● **Region pointing data**:

=== Section Start ===

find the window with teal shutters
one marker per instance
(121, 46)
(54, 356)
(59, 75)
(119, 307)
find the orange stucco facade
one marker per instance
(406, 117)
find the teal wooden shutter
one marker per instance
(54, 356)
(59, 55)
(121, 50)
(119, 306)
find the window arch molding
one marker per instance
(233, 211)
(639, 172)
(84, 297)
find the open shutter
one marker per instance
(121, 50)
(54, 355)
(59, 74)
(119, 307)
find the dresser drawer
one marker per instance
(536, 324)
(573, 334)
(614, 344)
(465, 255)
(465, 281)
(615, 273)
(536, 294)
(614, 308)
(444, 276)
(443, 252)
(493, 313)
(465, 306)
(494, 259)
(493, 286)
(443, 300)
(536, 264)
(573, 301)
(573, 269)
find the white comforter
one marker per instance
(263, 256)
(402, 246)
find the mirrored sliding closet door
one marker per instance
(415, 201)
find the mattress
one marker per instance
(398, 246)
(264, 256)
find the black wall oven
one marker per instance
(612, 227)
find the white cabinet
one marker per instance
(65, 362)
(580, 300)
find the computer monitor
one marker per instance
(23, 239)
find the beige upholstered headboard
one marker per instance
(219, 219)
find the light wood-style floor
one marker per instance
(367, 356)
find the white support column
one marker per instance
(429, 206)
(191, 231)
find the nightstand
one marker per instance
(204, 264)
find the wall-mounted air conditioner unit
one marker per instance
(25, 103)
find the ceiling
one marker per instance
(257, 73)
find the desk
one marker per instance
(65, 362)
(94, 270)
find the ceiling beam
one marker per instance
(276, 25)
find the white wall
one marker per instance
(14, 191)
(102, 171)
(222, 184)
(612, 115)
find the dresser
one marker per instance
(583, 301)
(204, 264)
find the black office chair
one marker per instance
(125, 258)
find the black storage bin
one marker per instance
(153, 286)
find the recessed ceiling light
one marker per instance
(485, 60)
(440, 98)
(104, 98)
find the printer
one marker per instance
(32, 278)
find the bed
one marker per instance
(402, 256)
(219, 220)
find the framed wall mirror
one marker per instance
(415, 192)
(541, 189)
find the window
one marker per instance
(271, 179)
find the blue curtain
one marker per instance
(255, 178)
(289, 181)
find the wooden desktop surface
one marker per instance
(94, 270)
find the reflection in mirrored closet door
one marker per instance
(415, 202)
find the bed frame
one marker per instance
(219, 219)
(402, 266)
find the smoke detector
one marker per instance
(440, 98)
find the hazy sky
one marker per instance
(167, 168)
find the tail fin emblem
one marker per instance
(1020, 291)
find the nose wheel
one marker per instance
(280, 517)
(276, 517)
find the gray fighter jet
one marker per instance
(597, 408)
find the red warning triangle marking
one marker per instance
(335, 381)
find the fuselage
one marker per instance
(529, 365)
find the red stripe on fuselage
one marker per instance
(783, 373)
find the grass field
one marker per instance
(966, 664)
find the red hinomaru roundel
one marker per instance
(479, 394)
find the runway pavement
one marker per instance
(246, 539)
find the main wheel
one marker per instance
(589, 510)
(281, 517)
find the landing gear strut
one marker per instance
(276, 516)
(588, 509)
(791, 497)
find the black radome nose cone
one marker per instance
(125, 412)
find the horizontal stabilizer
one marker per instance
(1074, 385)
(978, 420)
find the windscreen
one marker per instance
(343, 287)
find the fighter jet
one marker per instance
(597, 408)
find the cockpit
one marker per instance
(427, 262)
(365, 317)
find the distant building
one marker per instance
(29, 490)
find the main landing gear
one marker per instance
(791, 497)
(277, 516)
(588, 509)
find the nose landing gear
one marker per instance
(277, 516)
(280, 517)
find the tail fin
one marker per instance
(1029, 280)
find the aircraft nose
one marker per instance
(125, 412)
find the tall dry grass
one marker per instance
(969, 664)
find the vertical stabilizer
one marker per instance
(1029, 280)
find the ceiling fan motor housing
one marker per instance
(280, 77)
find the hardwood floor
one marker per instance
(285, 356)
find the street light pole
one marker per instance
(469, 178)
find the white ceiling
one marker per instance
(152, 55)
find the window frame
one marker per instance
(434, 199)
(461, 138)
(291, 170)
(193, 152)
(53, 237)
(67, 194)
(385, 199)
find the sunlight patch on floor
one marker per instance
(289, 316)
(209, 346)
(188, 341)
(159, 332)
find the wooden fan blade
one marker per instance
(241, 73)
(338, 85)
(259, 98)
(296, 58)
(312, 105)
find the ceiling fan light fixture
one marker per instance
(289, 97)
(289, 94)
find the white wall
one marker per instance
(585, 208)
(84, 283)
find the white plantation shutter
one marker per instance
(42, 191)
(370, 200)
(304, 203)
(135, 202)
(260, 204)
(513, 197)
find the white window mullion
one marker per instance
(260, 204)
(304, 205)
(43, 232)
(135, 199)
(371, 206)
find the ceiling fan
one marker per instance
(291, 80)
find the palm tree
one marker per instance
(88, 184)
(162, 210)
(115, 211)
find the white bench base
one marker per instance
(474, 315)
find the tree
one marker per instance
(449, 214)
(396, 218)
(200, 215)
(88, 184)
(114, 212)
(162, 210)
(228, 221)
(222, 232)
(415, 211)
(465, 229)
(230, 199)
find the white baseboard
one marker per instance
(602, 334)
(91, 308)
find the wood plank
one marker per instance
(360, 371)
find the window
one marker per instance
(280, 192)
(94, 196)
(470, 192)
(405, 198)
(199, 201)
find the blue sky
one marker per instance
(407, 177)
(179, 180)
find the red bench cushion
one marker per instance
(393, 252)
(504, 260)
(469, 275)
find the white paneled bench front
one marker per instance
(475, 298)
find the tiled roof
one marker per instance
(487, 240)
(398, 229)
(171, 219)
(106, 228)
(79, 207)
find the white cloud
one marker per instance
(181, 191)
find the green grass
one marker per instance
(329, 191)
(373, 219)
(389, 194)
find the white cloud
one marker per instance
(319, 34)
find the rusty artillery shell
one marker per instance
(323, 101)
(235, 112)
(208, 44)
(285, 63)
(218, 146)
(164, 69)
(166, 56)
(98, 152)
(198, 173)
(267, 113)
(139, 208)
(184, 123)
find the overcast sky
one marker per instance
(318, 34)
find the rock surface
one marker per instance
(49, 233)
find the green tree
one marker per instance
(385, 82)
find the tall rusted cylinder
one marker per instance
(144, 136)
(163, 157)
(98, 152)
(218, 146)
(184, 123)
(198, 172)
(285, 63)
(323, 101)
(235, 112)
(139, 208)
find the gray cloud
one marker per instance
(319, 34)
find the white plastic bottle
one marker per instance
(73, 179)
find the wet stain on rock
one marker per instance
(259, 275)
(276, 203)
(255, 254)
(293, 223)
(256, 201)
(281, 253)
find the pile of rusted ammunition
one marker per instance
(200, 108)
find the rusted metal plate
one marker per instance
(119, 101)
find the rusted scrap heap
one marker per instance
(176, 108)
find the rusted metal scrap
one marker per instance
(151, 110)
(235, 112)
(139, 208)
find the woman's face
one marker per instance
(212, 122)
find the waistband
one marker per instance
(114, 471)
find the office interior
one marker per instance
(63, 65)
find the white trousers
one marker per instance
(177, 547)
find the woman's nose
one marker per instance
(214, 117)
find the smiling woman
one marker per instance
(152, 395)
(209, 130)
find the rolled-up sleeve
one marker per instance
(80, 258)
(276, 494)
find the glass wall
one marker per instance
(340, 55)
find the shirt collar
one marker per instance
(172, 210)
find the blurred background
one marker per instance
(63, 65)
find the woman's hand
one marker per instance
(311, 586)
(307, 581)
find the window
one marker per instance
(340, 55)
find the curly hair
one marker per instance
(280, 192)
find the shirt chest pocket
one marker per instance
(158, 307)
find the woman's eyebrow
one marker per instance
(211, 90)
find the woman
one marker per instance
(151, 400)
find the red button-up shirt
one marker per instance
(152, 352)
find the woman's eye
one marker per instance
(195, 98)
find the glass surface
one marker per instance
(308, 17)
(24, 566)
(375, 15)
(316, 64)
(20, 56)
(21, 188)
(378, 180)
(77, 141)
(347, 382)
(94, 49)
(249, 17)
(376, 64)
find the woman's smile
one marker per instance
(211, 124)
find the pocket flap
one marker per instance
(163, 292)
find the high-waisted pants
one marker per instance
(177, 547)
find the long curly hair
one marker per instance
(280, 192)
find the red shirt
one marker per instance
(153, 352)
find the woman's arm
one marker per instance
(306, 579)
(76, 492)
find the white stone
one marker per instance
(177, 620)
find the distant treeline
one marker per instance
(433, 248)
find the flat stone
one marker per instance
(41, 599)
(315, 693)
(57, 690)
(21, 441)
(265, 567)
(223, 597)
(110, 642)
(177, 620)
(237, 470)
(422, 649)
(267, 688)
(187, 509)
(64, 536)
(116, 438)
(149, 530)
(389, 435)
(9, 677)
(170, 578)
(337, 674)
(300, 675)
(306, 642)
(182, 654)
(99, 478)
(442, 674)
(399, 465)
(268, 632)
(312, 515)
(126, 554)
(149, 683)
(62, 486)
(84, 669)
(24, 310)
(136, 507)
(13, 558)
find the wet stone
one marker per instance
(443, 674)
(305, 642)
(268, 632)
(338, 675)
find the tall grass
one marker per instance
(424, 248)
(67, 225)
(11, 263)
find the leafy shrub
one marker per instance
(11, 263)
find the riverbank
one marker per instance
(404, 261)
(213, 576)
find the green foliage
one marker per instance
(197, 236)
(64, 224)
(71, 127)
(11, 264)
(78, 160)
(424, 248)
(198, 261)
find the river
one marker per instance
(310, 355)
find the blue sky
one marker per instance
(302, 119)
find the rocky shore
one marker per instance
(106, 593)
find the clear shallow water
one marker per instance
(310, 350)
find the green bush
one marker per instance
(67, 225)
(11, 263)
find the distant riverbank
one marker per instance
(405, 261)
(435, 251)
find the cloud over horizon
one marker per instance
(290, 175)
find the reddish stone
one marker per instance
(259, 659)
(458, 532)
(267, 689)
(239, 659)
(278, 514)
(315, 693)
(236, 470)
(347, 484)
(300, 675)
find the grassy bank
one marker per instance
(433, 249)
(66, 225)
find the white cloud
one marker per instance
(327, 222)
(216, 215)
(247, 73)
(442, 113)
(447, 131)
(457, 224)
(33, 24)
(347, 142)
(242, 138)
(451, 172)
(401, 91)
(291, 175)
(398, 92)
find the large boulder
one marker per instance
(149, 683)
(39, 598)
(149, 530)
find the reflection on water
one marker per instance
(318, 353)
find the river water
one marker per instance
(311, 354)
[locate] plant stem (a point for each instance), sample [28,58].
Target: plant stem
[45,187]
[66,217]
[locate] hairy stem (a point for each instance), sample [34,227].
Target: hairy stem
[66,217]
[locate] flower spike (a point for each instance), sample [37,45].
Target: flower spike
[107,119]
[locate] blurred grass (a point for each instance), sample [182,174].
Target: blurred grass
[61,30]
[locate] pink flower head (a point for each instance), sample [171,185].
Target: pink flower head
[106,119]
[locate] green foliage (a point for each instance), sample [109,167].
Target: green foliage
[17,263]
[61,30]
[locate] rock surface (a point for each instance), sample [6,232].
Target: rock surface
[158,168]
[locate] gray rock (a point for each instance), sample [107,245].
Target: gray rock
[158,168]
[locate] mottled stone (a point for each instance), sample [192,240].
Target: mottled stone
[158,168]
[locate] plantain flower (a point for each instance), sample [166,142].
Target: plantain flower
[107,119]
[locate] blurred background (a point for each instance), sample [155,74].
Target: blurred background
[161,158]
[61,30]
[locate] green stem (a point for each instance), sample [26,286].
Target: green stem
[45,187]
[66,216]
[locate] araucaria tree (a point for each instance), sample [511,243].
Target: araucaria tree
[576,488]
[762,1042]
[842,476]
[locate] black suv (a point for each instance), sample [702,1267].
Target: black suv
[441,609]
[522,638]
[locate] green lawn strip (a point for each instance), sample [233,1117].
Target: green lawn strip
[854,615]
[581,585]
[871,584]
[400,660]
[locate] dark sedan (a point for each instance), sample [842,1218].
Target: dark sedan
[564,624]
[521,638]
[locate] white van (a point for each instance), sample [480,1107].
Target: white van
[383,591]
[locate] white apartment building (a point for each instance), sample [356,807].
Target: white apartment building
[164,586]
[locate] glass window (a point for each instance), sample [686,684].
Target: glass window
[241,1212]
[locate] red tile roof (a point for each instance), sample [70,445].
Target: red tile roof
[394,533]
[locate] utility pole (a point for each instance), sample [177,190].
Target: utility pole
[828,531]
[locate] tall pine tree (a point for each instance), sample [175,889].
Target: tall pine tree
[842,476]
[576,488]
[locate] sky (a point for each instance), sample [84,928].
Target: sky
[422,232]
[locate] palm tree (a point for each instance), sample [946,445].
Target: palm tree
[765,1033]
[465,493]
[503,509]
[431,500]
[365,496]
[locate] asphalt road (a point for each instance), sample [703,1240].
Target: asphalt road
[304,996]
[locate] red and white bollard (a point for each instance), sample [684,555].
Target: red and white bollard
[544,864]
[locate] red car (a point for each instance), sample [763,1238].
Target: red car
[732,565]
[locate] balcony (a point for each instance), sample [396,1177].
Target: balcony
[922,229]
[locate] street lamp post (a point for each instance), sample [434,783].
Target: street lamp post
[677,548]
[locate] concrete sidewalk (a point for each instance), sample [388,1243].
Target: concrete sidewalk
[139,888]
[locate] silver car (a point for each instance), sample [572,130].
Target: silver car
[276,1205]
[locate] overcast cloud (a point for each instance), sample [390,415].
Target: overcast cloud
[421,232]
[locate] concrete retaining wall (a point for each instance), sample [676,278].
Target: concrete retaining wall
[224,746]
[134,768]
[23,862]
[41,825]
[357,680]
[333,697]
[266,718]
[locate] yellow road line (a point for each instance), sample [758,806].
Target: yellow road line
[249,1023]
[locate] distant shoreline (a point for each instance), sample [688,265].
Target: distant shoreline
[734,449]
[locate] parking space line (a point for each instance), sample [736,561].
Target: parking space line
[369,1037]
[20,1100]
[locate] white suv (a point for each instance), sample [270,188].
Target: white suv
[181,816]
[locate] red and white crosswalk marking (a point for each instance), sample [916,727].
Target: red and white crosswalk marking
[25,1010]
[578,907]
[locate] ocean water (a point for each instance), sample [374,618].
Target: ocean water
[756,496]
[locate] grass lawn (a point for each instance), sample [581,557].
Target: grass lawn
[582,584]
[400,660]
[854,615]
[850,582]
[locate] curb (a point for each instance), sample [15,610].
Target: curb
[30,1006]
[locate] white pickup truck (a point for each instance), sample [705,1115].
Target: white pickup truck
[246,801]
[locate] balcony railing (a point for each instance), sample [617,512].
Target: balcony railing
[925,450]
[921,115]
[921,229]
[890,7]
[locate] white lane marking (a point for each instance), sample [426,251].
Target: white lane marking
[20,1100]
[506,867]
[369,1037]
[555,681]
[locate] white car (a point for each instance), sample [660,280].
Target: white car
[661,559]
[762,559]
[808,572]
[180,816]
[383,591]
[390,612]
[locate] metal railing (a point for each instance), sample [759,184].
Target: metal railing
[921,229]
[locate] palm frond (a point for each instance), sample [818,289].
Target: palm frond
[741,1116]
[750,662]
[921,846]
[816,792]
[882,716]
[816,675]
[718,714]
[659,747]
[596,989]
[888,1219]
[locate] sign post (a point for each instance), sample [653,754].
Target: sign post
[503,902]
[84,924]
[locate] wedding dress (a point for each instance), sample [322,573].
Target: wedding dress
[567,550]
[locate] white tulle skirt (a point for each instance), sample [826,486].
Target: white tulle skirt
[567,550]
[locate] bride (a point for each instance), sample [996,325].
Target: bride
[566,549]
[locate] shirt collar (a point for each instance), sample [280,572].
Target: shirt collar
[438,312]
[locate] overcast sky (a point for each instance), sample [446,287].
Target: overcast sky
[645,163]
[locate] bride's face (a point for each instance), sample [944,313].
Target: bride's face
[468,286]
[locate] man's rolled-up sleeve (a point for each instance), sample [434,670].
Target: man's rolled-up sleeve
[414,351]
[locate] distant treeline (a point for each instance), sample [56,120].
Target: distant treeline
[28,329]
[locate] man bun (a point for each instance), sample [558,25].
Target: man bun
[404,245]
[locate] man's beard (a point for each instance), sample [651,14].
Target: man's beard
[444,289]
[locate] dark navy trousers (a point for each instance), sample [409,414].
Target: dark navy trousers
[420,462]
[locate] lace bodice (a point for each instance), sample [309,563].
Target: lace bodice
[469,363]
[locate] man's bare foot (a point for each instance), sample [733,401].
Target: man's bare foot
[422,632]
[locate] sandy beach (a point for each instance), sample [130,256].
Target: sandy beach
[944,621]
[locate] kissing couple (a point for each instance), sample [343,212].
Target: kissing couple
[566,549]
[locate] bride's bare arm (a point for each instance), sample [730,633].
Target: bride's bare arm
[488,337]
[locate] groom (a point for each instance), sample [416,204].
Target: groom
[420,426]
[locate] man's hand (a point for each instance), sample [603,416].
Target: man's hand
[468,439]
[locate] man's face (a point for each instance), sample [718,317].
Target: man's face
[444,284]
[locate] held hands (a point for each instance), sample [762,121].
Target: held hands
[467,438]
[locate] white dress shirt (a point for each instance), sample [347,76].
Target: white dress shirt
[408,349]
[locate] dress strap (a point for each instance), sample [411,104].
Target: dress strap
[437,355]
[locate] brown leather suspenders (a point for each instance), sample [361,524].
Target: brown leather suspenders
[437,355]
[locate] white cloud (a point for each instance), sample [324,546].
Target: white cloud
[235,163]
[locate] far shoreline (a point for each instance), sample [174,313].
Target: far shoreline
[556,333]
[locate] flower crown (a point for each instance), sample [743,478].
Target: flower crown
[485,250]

=== Section End ===

● **What to produce**: Print again the lines of the entries above that fall between the line holding "Target: hairy stem" and the line holding "[locate] green stem", inclusive, exactly as they stand.

● **Written solution**:
Target: hairy stem
[66,217]
[locate] flower spike (a point for each instance), sample [37,45].
Target: flower spike
[107,119]
[locate] blurred grass (a point for each instance), sample [182,174].
Target: blurred grass
[61,30]
[locate] pink flower head (a point for each instance), sample [171,185].
Target: pink flower head
[106,119]
[locate] green foliage (a point for each instance), sample [109,167].
Target: green foliage
[17,263]
[61,30]
[locate] rock surface (a point for each instance), sample [6,232].
Target: rock surface
[158,168]
[locate] gray rock (a point for each instance), sample [107,245].
Target: gray rock
[158,168]
[locate] mottled stone (a point for each instance), sample [192,240].
Target: mottled stone
[158,168]
[locate] plantain flower (a point for each instance), sample [166,142].
Target: plantain flower
[107,119]
[locate] blurred background (a point for each instance), sample [155,74].
Target: blurred background
[161,158]
[61,30]
[locate] green stem (a point for each instance), sample [26,286].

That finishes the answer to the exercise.